(Excerpts of pointing data)
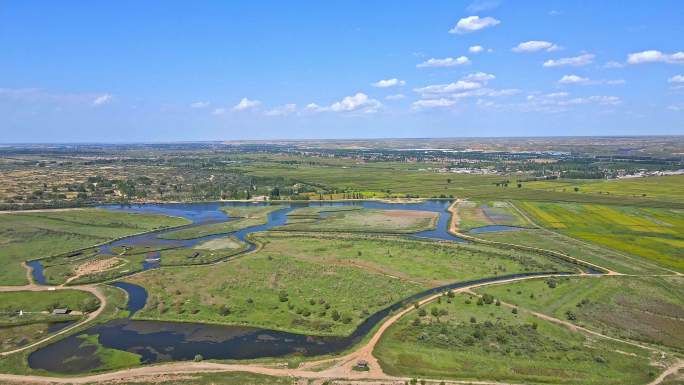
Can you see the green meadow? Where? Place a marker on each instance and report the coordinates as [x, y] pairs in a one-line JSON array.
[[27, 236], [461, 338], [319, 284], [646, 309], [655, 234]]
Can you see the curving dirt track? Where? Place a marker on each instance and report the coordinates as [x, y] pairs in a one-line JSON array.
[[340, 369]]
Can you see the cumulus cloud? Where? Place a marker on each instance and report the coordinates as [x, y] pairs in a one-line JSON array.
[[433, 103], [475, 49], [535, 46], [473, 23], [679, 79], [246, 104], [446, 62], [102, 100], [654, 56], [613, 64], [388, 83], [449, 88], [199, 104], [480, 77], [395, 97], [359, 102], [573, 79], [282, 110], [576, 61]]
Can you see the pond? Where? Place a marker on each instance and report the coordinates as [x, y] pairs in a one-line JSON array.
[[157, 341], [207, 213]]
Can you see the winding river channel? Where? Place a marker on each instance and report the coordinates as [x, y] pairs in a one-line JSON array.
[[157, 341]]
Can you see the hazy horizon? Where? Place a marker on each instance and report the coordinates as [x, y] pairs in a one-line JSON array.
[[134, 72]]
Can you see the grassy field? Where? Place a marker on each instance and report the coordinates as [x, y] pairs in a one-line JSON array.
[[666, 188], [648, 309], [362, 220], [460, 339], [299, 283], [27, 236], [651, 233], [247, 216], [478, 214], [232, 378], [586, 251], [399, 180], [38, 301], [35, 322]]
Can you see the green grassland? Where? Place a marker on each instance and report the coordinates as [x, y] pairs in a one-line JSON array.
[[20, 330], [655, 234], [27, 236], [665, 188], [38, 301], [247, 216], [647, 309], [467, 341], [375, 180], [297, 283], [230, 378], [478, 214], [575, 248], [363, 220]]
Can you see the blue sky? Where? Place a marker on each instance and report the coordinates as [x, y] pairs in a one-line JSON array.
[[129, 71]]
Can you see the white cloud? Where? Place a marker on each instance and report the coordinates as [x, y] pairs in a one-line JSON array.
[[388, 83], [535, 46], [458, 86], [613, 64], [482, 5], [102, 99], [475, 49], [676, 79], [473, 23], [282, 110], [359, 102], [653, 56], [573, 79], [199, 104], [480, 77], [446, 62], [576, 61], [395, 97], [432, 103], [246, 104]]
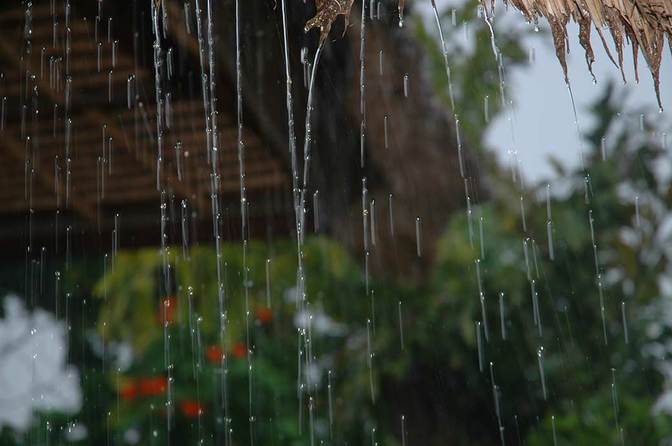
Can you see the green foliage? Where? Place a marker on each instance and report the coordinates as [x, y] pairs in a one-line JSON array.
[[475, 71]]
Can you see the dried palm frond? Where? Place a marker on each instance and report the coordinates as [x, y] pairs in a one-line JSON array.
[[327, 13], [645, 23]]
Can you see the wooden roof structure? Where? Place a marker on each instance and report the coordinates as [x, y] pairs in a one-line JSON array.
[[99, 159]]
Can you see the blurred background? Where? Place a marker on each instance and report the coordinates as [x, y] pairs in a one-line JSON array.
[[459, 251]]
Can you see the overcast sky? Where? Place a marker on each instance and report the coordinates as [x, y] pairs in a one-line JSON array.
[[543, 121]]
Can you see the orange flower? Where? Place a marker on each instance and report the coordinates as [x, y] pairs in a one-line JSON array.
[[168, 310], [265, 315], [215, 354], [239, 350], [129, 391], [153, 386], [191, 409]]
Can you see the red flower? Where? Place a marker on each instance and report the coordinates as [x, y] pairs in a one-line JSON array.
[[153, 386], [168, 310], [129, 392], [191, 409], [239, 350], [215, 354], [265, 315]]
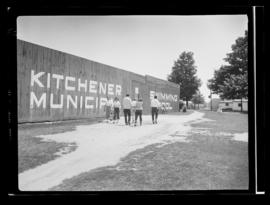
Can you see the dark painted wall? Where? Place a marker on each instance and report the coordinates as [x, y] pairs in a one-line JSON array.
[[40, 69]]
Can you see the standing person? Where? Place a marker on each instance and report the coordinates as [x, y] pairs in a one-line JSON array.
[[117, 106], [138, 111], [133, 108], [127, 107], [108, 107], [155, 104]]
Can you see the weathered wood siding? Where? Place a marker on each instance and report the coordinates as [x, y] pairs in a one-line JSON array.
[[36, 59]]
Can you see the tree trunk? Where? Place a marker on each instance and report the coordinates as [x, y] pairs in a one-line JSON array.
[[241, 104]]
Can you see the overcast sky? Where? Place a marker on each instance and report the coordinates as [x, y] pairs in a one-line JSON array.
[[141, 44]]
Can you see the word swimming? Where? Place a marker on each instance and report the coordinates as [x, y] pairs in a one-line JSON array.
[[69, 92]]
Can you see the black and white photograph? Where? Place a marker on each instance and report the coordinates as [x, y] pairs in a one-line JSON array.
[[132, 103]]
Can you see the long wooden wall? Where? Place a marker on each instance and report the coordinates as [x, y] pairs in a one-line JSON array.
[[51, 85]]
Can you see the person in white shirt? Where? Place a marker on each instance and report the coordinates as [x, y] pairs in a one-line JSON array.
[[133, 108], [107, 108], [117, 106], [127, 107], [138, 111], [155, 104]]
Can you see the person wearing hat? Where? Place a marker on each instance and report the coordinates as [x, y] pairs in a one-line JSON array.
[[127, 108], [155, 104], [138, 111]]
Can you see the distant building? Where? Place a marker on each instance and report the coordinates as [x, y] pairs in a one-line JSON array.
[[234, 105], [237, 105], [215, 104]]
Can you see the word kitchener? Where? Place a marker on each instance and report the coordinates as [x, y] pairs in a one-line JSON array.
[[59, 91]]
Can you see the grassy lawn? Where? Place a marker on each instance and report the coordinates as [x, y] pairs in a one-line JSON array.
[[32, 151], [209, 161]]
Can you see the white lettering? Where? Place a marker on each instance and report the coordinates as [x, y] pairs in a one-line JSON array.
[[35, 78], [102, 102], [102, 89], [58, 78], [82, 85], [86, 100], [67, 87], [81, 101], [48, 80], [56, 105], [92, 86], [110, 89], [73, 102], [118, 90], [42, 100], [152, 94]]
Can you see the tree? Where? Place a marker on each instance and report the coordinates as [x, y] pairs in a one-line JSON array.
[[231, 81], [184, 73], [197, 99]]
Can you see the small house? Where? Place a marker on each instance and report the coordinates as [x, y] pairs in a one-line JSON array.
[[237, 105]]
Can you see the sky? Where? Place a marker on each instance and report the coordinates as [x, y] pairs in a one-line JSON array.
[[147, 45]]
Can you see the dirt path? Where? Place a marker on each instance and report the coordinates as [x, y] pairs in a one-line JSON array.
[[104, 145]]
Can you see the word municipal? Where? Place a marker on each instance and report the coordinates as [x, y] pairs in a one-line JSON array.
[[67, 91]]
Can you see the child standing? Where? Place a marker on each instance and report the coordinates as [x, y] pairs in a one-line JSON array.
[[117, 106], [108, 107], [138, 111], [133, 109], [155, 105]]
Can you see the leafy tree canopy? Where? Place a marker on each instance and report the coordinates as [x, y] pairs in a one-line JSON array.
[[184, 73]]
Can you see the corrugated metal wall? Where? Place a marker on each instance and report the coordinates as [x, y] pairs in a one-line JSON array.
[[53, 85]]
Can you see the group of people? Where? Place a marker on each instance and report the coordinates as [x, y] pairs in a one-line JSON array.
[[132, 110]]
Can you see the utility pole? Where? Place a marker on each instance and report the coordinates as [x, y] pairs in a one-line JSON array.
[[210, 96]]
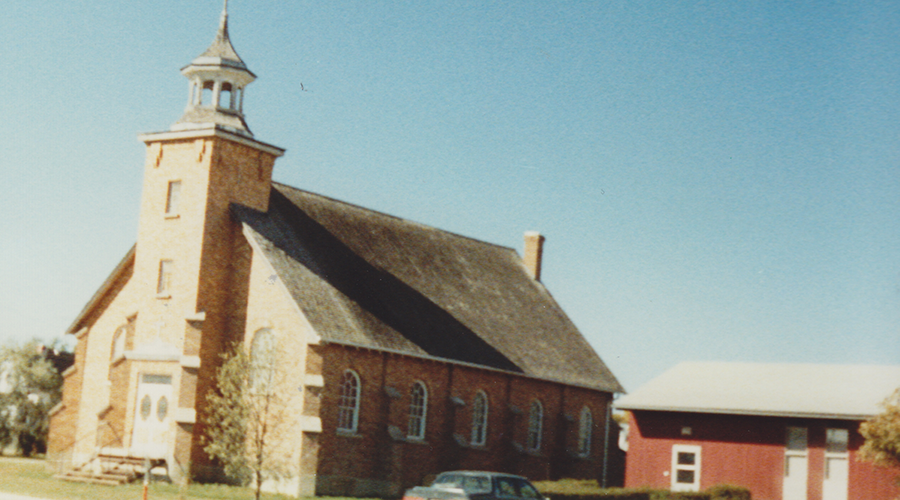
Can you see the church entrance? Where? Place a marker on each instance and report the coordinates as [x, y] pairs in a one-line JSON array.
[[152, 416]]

## TASK DIRECTIONS:
Copy out all of the lines above word for word, leaving out the pictures.

## ANSWER TO THIS PROBLEM:
Can you see the green meadow? Where? Place a marker on each instance and report the coordinates as [x, y] pairs in a one-line JSON array.
[[27, 236], [461, 338], [319, 284], [646, 309], [655, 234]]
Can you see the curving dirt track? Where? Place a marker on each instance and report the coordinates as [x, y] pairs in a one-line JSON array.
[[340, 369]]
Can you see the cumulus cloud? Where? Place a marker on each instance and report the coordinates as [x, y] pairs in a one-line JSON array.
[[433, 103], [475, 49], [535, 46], [473, 23], [679, 79], [246, 104], [446, 62], [102, 100], [654, 56], [613, 64], [388, 83], [449, 88], [199, 104], [480, 77], [395, 97], [359, 102], [573, 79], [282, 110], [576, 61]]
Can you see the pond? Where? Place a marker on each instance and report the coordinates as [x, y] pairs in a one-line JSON array.
[[157, 341], [207, 213]]
Can you see the winding river channel? Where? Place a marker on each instance and report the coordinates as [x, y] pairs in a one-line JSON array.
[[157, 341]]
Can you see the hazy horizon? Where? Place a marker on each instance and report the coordinates as [x, y] pairs in a one-line JSON array.
[[134, 72]]
Can you see the grassy field? Where? Place a marker on each instance and report the coordinates as [x, y] pairs in a one-line JSON array.
[[666, 188], [648, 309], [362, 220], [460, 339], [299, 283], [27, 236], [651, 233], [247, 216], [478, 214], [232, 378], [586, 251], [399, 180], [38, 301], [35, 322]]
Can you see the green grassland? Where? Place a marker on each instance and report the coordinates as [x, y] pairs in a one-line JSON array.
[[20, 330], [655, 234], [27, 236], [665, 188], [38, 301], [247, 216], [647, 309], [467, 341], [375, 180], [297, 283], [230, 378], [478, 214], [575, 248], [363, 220]]
Can you see the blue sky? Where? Place a marker on each instance and report the coordinates as [x, y] pairs in a one-line JSON array.
[[129, 71]]
Can you see the white cloud? Where? Place a marker on each instance and report the coordinates as [x, y] pairs in a one-line JSON array.
[[388, 83], [535, 46], [458, 86], [613, 64], [482, 5], [102, 99], [475, 49], [676, 79], [473, 23], [282, 110], [359, 102], [653, 56], [573, 79], [199, 104], [480, 77], [446, 62], [576, 61], [395, 97], [432, 103], [246, 104]]
Can you see the green foliage? Where? Place a marker on each instance and report the coordinates as [x, y] pairs in a one-line JSON array.
[[475, 71]]
Can you see the dried palm frond? Where? Place a marker on each instance and report the coordinates as [x, y] pairs in a one-line JSON array.
[[327, 13], [645, 23]]
Can you see the wooden roof structure? Where? Place a marker on each instance and report the coordinates as [x, y] pairs in a one-line JSON array.
[[99, 159]]
Can you see the blurred background? Where? Place a marker on each instance and report the coordinates as [x, y] pairs in a one-line JSON array.
[[459, 251]]
Can you see the overcast sky? Where? Place a marker on each instance and report the coordinates as [x, y] pairs in a one-line JSON array.
[[543, 121]]
Can you see the orange flower? Where? Place a marker on each instance and report the coordinates as [x, y] pairs in a one-line JSON array.
[[168, 310], [265, 315], [215, 354], [239, 350], [129, 391], [153, 386], [191, 409]]
Can you see the red flower? Where? Place a marker on each instance and report the coordinates as [x, y] pairs in a one-line JSON array.
[[153, 386], [168, 310], [129, 392], [191, 409], [239, 350], [215, 354], [265, 315]]
Can you see the dark painted wall? Where? Place a marker on each instance and report the coordinates as [x, y] pairs in a one-line JSON array.
[[40, 69]]
Can you see the standing person? Where? Place a marker on each instance and report the coordinates as [x, y] pairs in a one-line JSON array.
[[117, 106], [138, 111], [133, 108], [127, 107], [108, 107], [155, 104]]
Can you see the weathered wood siding? Where? Place a marker on each instance and report the coordinates as [x, y] pairs in a one-line JSON array.
[[36, 59]]
Can you see the tree trunk? Where? Place a marker on each instance and report the coordinates as [x, y] pairs in a one-line JSON array.
[[241, 104]]
Can you see the overcast sky? Where? Place a marker on each instance and report the coordinates as [x, y] pairs in a one-line JSON array.
[[141, 44]]
Can you see the word swimming? Where? Place a marker on each instance and report the coordinates as [x, y] pairs in a one-line JSON array.
[[69, 92]]
Can you see the black and white photograph? Where? Place a marker on each instance and report the coordinates as [x, y] pairs in a one-line JSON array.
[[132, 103]]
Can you see the long wooden wall? Where? Place a marker on each instance and report the coordinates as [x, y] pairs in a one-line JSON array.
[[51, 85]]
Can you see the person in white shirt? Where? Place a marker on each instance and report the coordinates as [x, y] pairs in a one-line JSON array.
[[133, 108], [107, 108], [117, 106], [127, 107], [138, 111], [155, 104]]
Can you see the person wearing hat? Where? Place a marker on each instance and report the coordinates as [x, y] pairs in a one-line JSON array.
[[127, 108], [155, 104], [138, 111]]
Can you see the distant building? Where? Place a marker on each instance and report the coordinates as [x, y] pairs in a one-line JSON array.
[[234, 105], [237, 105], [215, 104]]
Can you see the word kitchener? Where? Place a marker on each instance and report the coordinates as [x, y] pairs in a one-line JSON array.
[[59, 91]]
Can you see the grassy lawn? Where? Place a marker on each instance and report the coordinates as [x, y] pairs in a one-line JSON array.
[[32, 151], [209, 161]]
Can you see the white lettering? Where? Place a marker on each instance and report the coordinates as [x, y] pairs in a one-line JSON array.
[[35, 78], [102, 102], [102, 89], [58, 78], [82, 85], [86, 100], [67, 87], [81, 101], [48, 80], [56, 105], [92, 86], [110, 89], [73, 102], [118, 90], [42, 100], [152, 94]]
Can you see the tree? Where? Place a marker on each instance and report the coordinates as [x, y] pairs in a one-line JSON array.
[[231, 81], [184, 73], [197, 99]]
Can you see the small house? Where? Place a marker on each instance and report the coordinates as [x, y] pairs in a one-line JSON array.
[[237, 105]]
Can you see the sky? Where? Place a marker on each instance and report the coordinates as [x, y] pairs in a one-line JSON array.
[[147, 45]]
Can you see the dirt path? Where? Place a marker on each instance and report the coordinates as [x, y] pairs in a one-line JSON array.
[[104, 145]]
Can you see the word municipal? Where? Place a marker on each instance and report the coordinates as [x, y] pairs in a one-line JSON array.
[[67, 91]]
Can you see the child standing? Where? Place a marker on each instance and report the coordinates as [x, y] pairs in a one-line JSON array.
[[117, 106], [108, 107], [138, 111], [133, 109], [155, 105]]
Can you see the leafy tree canopy? Where? Place a marker on each instance and report the coordinates as [x, y] pairs in a one-line JSON array.
[[184, 73]]
Can you see the corrugated metal wall? Where? Place a marker on each instance and report the coordinates as [x, y] pairs in a one-line JSON array.
[[53, 85]]
Can you see the group of people? Where? Place a marker on each instance and report the coordinates as [x, y] pairs in a one-line JSON array.
[[132, 110]]
Can you see the utility pole? Where? Place a marker on each instance and report the coordinates as [x, y] pairs in a one-line JSON array.
[[210, 96]]
Can you see the church entrance? Where? Place a marker on each instance and report the coordinates as [x, y] pairs in a one-line JSON array.
[[152, 416]]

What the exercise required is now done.